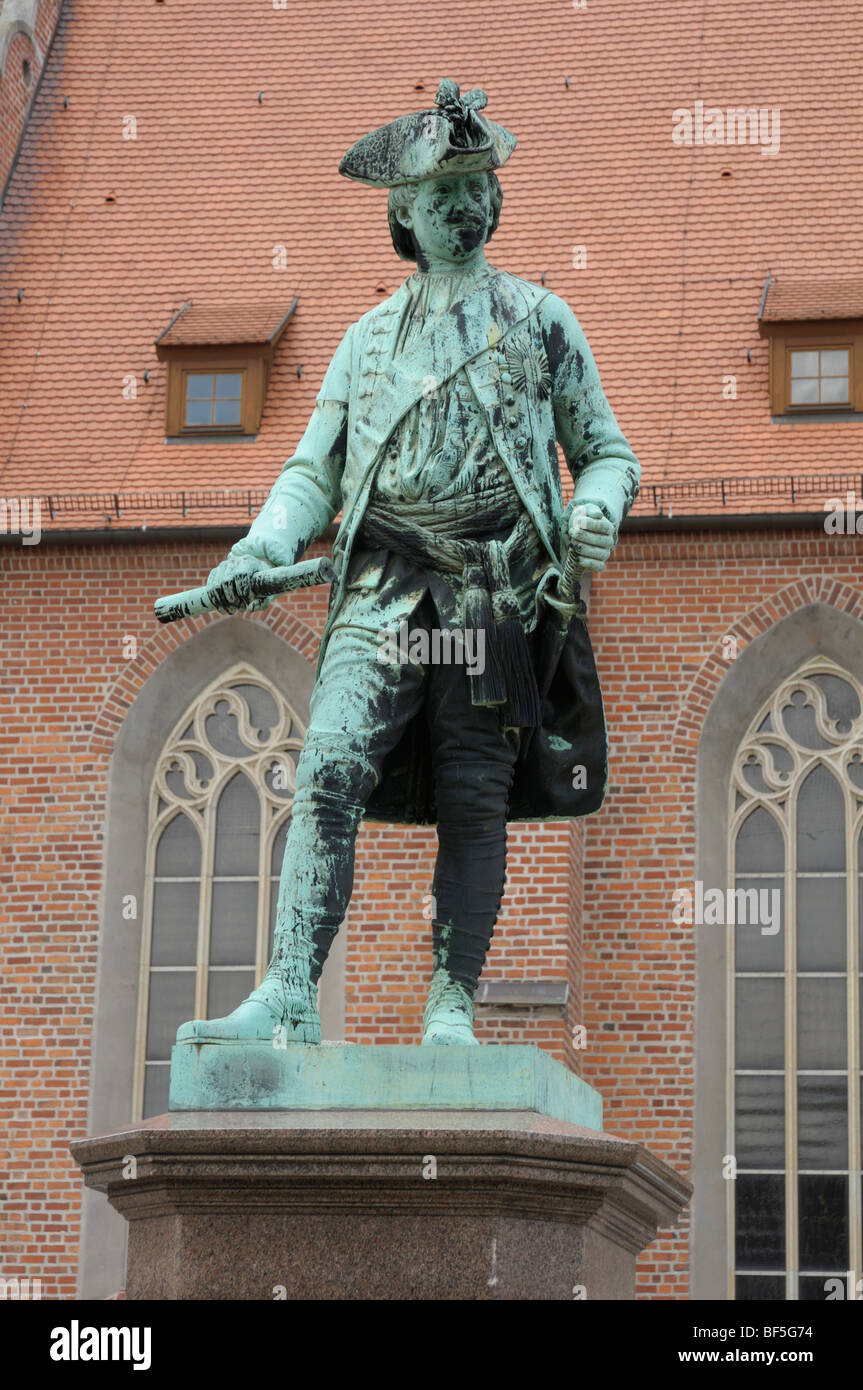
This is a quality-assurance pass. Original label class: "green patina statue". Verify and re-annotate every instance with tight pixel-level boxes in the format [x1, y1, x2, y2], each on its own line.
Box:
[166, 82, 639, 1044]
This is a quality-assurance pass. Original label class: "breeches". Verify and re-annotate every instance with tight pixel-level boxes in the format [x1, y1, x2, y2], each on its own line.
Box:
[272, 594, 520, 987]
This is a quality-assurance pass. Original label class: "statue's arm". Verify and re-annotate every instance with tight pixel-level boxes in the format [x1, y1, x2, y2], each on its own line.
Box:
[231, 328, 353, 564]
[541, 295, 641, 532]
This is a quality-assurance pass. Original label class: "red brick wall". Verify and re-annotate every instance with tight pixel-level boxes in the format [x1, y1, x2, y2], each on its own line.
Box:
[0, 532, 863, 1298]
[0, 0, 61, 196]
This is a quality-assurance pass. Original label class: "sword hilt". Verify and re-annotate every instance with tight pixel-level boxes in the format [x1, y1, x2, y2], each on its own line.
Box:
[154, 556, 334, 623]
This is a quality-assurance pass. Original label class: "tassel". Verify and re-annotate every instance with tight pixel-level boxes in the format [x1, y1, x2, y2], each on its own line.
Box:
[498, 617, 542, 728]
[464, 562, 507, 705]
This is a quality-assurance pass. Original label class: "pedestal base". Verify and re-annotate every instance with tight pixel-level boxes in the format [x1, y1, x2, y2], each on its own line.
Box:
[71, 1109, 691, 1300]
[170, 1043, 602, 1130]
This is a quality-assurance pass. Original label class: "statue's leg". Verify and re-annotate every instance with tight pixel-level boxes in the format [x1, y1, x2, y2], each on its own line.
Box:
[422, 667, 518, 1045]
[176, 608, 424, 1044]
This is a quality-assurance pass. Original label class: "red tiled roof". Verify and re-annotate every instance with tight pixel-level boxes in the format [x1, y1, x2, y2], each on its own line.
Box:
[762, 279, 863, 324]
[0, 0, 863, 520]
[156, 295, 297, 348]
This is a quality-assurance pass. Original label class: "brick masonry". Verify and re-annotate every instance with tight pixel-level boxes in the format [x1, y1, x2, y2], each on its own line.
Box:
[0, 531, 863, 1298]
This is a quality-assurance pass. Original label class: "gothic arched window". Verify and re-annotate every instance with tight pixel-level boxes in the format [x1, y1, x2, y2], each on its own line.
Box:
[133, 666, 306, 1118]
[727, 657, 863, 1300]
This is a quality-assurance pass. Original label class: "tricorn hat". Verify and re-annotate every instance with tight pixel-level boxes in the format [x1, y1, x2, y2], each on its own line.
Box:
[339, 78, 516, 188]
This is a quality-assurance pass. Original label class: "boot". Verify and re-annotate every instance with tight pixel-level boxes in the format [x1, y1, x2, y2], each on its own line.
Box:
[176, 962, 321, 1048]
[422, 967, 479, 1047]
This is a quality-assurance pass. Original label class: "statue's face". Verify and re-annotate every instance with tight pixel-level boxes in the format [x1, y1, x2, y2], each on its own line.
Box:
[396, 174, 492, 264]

== == ==

The material above must be printed exactly, with its pictures left out.

This is a quality-assurance pass. Original label class: "green patina statue". Verify and re-annotate every instance with tight pixel-level boxes in the format [x1, y1, x2, y2], each on its own line.
Box:
[166, 82, 639, 1044]
This is a quality-assurance pass. Original label class: "breeches". Verify and re-annotate every instance with tight pixel-level boxes in the format [x1, y1, x2, y2], each on its own line.
Box:
[272, 594, 520, 987]
This is a quality-assurance pass. Original label class: "statue's arm". Verify and re-annotate every instance with tight pixel-level boxes in the format [x1, y1, x2, y2], each on its own line.
Box:
[231, 328, 353, 564]
[541, 295, 641, 532]
This is a quality-assurance pass. Original label class: "red brick wall". Verify and re-annotate every instance with tight pixel-level boxes in the format [x1, y1, x2, y2], each on its own line.
Box:
[0, 532, 863, 1298]
[0, 0, 61, 196]
This is a quality-assurance pass. Original label class: "sword hilt". Verify and re-annotate every instance with tight pixel-level boxes in the format [x1, y1, x2, y2], each on its own line.
Box:
[154, 556, 334, 623]
This is a quality-assurance pass. Original label class: "tassel". Verify and re-annotate every instance with tight pixel-level boxes in the format [x1, y1, x2, y2], each on its own line.
Box:
[498, 617, 542, 728]
[464, 562, 507, 705]
This is a quality-assurance pass. Original label class: "pedestal base". Verify and re-annotate every instance with tight pixel-level boxes in the format [x1, y1, x2, y2], each on its own line.
Box:
[71, 1109, 691, 1300]
[170, 1043, 602, 1130]
This is a quality-assurance pass. Original label class: "statue's leg". Verify and re-annotate every instance with tight pixel-level boxes in the format [x1, y1, x2, y2], each on its own line.
Box:
[422, 667, 518, 1045]
[176, 608, 424, 1044]
This is a quality-assurance pass. Original label class: "red tiled roof". Verify and re-annotate every instance with tight pixel-level boxes in the format [x1, y1, x2, y2], each on its own line.
Box:
[762, 279, 863, 324]
[0, 0, 863, 520]
[156, 295, 297, 348]
This is a quality-assurance pass. Original label class: "brick masonry". Verify and re-annotate every instance with tight pixel-level boxes in the format [x1, y1, x2, y2], each on its own line.
Box:
[0, 531, 863, 1298]
This is a quality-assurance pass. Original label class: "gothic arched window". Verify and re-annotate every instance with tight pixel-level boxes in the format [x1, y1, x2, y2], each on its own line.
Box:
[133, 666, 306, 1118]
[727, 657, 863, 1300]
This is a quality-assurance pass. Original label class: "tricorn hat". Verify and re-annotate every instance with tight pixel-level boxes in the format [x1, y1, x2, y2], each on its own line.
Box:
[339, 78, 516, 188]
This is a quality-assurance pass. Original label class: "boot". Verify and re-annotate every instance with tight pixel-level boxes in the format [x1, y1, x2, y2], each on its own line.
Box:
[176, 962, 321, 1048]
[422, 967, 479, 1047]
This is a quality-assurance pass. Original label class: "statue's face". Verify and re-annotate every instance with tight pixel-level boxes in the format [x1, y1, x2, y2], each on its own line.
Box:
[396, 174, 492, 264]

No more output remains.